> [EXTRACT]:
******

Figure 3. Typical electron paramagnetic resonance (EPR) spectra of the plasma ascorbate radical (A–C) and ozone‐based chemiluminescence detection of bioactive (nitrite + S‐nitrosothiols) nitric oxide metabolites (D–F) at rest in the systemic circulation of a lowlander and highlanders without (CMS−) and with (CMS+) chronic mountain sickness.

A–C, oxidation of the ascorbate monoanion (AH⁻) by any free radical (R^•) with a one‐electron reduction potential that exceeds +282 mV will yield A^•− (schematic illustrated above). The unpaired electron is delocalised over a highly conjugated tri‐carbonyl π‐system, rendering it resonance‐stabilised and thereby facilitating direct detection by EPR spectroscopy. At the current settings, A^•− appears as a (filtered) doublet with a hydrogen hyperfine coupling constant (a _H ^β) of ∼1.76 G (see inset to A for simulated spectrum). D–F, filtered traces of bioactive nitric oxide (NO) metabolites (nitrite + S‐nitrosothiols) generated via ozone‐based chemiluminescence involving the reaction of NO with ozone (O₃) that yields a photon (hv) and subsequent conversion to a potential difference. Insert top right highlights the composite signals (before and after sulphanilamide incubation) for separate measurement of nitrite (${\mathrm{NO}}_2^{-}$) and S‐nitrosothiols (RSNO). Note general elevations in the signal intensity (AU, arbitrary units) of A^•− and reciprocal decrease in the circulating concentration of bioactive NO metabolites in the highlanders, especially in the patient with CMS. Spectra were chosen to best reflect the average signal intensities observed in each of the respective groups.

******

> [QUESTIONS]:
**a.** According to the figure caption, what reduction potential must a free radical exceed to oxidize the ascorbate monoanion into the ascorbate radical?
**b.** Render this sentence from the figure caption in Spanish: "Spectra were chosen to best reflect the average signal intensities observed in each of the respective groups."
The items that come next have no connection to the figure caption.

[Items excerpted from a collection]
******

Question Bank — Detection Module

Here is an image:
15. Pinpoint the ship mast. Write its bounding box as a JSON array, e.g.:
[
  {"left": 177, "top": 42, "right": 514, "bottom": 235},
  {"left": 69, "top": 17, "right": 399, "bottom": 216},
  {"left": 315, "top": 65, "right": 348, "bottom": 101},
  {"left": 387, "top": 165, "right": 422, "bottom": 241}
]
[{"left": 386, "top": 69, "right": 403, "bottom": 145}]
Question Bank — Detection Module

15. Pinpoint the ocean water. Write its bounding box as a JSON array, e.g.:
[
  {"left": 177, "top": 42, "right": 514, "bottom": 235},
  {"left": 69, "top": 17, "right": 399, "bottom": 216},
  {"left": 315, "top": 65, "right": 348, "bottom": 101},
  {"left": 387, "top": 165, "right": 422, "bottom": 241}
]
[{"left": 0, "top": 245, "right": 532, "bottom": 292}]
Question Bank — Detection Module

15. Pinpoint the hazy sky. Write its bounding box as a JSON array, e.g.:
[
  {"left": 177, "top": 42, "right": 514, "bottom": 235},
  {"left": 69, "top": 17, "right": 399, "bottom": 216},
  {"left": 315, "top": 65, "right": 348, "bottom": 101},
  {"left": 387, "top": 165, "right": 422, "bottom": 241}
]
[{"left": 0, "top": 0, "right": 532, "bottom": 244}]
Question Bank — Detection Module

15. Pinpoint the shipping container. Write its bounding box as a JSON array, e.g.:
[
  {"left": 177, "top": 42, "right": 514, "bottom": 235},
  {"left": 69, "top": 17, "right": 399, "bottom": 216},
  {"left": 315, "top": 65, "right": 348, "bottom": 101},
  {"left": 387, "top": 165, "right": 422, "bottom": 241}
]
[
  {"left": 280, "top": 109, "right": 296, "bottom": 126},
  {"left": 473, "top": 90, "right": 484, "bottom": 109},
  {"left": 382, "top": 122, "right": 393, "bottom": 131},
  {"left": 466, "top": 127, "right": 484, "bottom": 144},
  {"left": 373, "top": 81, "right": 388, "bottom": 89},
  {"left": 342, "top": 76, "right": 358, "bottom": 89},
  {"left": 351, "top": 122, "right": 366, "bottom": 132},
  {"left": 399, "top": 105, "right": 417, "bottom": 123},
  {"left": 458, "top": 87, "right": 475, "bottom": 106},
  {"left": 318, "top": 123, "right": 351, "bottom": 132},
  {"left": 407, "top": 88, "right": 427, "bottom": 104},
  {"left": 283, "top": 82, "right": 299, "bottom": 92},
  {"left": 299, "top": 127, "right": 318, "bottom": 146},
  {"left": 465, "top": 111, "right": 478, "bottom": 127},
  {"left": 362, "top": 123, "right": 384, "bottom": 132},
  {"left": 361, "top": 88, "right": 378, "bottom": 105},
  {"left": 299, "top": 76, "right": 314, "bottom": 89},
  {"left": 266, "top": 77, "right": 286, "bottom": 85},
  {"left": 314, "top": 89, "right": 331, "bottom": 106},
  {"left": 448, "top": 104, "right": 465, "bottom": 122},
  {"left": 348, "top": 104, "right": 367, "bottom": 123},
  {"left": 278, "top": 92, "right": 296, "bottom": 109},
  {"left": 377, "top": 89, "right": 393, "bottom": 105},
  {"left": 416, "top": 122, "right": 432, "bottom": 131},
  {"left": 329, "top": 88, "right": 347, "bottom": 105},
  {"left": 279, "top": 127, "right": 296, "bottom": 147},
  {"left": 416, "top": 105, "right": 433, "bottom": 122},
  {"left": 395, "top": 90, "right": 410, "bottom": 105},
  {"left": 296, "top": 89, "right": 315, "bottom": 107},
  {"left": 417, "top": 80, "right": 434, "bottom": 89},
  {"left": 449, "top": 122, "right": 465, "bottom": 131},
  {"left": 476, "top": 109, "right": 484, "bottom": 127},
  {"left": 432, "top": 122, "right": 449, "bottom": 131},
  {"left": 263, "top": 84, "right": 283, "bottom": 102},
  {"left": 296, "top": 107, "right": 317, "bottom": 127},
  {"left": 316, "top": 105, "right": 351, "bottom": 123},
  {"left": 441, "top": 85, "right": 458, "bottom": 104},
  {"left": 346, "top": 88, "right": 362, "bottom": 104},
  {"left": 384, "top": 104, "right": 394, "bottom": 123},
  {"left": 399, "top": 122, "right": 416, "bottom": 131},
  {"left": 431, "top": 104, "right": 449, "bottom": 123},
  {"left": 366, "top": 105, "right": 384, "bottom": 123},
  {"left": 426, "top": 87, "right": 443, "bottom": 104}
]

******

> [RESULTS BY TASK]:
**a.** A one-electron reduction potential above +282 mV.

**b.** Los espectros se eligieron de modo que reflejaran lo mejor posible las intensidades de señal promedio observadas en cada uno de los grupos respectivos.